::: Selected text :::

Part two of this three-part article focuses on new tools to prevent injury.

Although there are several factors that affect injuries, building better tools is a solid starting point for improving the statistics.

“You can teach the proper technique, but you can’t get away from the weight of the water, mop head and handle unless you make some substantial changes,” says Mitchell.

They may be old-school tools, but mops are frequently updated with the latest in high-tech ergonomic innovations. Although some products are still constructed like they’ve always been, most manufacturers are investing in new designs and materials.

Microfiber was an important safety breakthrough in mops. Replacing the traditional cotton string head with a microfiber flat pad reduces the amount of fluid needed for cleaning, and that lowers the weight a user must lift and move.

“With microfiber, you’re never wringing anything out,” says Hemann. “It’s a totally different cleaning protocol than string mops, and it’s much more efficacious.”

It’s important to note that microfiber isn’t always a lighter-weight solution. Wet microfiber mops, like tube mops, typically weigh about the same as traditional string mops. Also, even microfiber requires repetitive motion, so training is critical to avoid injuries.

:::

- Short task a: Return each line of the entries below that contains the word "green".

::: Data in this exercise :::

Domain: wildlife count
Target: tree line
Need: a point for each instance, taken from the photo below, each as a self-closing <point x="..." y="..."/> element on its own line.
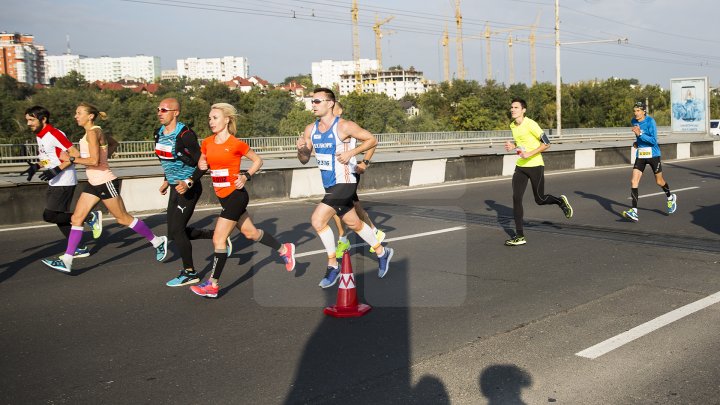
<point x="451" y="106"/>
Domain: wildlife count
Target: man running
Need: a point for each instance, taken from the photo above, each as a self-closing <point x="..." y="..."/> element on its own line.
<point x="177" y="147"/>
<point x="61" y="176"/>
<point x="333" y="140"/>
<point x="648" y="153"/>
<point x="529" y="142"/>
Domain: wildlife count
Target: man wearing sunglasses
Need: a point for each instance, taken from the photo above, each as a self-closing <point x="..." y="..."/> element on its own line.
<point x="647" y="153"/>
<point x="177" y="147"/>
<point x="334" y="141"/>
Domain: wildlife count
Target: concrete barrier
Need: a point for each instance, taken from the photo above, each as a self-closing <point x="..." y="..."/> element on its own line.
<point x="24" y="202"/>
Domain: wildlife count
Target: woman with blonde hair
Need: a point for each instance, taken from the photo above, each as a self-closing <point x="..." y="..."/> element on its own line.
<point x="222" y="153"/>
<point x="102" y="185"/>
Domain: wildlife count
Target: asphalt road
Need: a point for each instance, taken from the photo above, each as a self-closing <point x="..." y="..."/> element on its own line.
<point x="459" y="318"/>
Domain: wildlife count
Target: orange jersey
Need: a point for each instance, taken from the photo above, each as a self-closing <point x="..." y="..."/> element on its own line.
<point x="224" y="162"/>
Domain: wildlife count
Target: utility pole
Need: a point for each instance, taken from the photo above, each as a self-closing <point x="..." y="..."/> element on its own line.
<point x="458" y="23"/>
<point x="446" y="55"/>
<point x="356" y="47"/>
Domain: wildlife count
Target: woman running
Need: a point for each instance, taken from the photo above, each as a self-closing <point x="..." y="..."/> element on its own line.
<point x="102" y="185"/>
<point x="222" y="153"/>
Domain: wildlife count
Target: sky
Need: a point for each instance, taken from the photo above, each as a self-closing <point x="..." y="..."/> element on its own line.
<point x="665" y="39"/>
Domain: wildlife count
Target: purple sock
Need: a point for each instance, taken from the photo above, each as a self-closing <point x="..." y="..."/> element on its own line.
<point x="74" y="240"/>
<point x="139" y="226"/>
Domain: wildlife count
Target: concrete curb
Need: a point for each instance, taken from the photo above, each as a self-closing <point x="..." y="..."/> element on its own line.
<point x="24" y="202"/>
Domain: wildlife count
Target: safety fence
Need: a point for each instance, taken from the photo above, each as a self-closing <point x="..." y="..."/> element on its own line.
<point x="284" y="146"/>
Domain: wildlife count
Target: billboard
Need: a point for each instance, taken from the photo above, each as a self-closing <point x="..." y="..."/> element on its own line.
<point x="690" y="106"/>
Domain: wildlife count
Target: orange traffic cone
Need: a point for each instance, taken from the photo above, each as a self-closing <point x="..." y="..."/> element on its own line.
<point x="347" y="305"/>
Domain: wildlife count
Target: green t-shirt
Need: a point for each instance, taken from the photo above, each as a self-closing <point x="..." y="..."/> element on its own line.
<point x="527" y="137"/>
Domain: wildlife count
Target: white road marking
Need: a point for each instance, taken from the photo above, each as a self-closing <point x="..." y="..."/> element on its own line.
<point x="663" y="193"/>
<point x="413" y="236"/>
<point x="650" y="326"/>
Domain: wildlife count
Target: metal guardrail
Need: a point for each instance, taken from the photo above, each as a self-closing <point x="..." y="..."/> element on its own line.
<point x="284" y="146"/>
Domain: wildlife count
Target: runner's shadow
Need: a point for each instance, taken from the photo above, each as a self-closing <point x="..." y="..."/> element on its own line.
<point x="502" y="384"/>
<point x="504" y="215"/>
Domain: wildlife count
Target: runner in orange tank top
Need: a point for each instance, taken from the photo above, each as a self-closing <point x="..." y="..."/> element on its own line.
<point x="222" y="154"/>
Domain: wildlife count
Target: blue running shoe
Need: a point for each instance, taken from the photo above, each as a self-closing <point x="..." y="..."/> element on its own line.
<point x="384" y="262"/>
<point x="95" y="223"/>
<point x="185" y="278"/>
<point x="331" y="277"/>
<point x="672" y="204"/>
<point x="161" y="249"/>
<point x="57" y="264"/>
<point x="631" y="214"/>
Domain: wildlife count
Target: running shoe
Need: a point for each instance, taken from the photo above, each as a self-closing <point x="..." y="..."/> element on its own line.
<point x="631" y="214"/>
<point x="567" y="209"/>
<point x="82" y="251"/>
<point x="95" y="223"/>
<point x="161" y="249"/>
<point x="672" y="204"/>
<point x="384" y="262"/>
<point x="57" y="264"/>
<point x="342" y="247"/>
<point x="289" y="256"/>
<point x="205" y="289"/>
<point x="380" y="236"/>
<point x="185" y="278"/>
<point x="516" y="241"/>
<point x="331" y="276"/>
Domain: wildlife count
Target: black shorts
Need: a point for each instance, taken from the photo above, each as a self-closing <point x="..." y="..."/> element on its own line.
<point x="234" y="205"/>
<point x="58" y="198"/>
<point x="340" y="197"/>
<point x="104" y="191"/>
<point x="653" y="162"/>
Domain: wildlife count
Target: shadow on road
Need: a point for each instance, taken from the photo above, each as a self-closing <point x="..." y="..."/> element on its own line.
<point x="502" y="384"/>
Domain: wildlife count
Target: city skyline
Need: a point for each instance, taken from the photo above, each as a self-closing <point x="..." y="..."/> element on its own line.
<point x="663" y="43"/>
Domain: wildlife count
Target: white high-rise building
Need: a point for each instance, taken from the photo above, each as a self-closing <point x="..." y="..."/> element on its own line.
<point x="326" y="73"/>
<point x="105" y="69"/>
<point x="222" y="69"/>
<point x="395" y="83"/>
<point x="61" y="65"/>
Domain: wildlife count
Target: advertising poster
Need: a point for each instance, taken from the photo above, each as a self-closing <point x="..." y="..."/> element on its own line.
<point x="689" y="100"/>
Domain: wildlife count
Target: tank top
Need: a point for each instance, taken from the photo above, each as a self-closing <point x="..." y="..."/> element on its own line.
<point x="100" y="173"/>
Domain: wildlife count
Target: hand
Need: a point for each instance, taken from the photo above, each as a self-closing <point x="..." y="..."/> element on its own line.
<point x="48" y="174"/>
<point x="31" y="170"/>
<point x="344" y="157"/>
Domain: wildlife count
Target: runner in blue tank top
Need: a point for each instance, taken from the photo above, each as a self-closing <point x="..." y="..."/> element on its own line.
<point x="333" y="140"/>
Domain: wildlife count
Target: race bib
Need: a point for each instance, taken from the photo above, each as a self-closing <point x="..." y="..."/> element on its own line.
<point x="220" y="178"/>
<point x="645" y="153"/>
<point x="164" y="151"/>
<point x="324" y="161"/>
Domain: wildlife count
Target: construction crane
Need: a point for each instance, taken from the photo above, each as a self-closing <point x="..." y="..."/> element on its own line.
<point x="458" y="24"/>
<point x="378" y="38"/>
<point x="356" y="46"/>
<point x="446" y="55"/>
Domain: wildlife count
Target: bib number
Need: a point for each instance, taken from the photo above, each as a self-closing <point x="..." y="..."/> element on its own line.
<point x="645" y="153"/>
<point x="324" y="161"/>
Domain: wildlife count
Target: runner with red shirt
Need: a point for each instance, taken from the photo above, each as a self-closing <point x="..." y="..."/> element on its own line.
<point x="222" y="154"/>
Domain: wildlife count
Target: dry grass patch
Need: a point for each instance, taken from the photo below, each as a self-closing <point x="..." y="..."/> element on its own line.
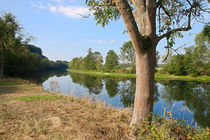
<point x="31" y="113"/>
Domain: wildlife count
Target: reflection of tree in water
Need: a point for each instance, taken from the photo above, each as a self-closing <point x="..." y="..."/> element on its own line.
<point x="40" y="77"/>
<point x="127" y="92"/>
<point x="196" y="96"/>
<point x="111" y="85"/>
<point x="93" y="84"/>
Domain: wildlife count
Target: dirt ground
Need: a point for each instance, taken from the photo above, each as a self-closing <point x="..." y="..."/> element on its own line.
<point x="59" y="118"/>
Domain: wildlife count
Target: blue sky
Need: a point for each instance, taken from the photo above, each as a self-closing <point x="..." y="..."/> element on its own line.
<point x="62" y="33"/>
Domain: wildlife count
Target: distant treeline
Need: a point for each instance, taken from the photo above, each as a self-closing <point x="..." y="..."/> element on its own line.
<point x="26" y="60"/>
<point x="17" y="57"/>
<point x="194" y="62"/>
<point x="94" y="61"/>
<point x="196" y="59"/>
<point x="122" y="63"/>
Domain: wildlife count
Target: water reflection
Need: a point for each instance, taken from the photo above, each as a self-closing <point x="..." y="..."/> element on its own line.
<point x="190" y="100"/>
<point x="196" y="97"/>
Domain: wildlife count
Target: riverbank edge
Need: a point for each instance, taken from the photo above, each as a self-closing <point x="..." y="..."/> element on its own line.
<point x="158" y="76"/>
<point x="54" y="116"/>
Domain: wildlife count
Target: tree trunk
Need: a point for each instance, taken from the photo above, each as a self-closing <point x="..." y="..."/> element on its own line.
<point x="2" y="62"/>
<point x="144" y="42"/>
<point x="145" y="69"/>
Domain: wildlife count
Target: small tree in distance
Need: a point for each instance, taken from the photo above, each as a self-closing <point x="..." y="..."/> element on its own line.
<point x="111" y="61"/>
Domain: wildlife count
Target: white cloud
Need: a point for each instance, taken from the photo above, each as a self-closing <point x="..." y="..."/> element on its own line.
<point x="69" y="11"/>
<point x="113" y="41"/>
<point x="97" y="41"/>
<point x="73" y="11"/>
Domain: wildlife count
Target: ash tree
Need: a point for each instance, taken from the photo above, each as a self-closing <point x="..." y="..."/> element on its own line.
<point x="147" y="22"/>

:::
::: Data in this exercise :::

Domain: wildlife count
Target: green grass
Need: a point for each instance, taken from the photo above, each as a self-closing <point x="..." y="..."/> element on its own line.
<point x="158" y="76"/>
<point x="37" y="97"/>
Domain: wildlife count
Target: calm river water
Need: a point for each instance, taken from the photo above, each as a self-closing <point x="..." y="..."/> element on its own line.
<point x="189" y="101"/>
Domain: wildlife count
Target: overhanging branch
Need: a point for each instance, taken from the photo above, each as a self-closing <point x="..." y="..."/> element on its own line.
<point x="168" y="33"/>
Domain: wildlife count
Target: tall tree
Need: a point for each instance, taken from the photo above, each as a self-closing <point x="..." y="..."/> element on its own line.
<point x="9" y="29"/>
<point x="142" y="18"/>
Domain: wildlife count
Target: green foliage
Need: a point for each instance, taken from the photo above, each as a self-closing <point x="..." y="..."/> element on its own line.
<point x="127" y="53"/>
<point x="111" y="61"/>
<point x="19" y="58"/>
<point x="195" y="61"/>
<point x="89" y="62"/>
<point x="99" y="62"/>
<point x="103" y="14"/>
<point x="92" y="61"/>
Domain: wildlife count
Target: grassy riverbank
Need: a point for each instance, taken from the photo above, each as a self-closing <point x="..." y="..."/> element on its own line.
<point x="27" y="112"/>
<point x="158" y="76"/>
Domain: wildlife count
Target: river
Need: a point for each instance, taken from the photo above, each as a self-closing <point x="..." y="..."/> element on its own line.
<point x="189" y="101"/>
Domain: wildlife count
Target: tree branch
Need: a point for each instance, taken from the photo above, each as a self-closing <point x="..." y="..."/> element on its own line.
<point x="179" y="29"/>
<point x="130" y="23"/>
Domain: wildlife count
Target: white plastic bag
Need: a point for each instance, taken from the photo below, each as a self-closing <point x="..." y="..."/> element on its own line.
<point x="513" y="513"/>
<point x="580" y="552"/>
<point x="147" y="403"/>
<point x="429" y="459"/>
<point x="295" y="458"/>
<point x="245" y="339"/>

:::

- Short task b: In the mop article above, change "manufacturers" to "makers", then write out the article's text starting with "They may be" and going on through "designs and materials.".

- Expected answer a:
Target: green t-shirt
Target: green grass
Target: green foliage

- Expected answer b:
They may be old-school tools, but mops are frequently updated with the latest in high-tech ergonomic innovations. Although some products are still constructed like they’ve always been, most makers are investing in new designs and materials.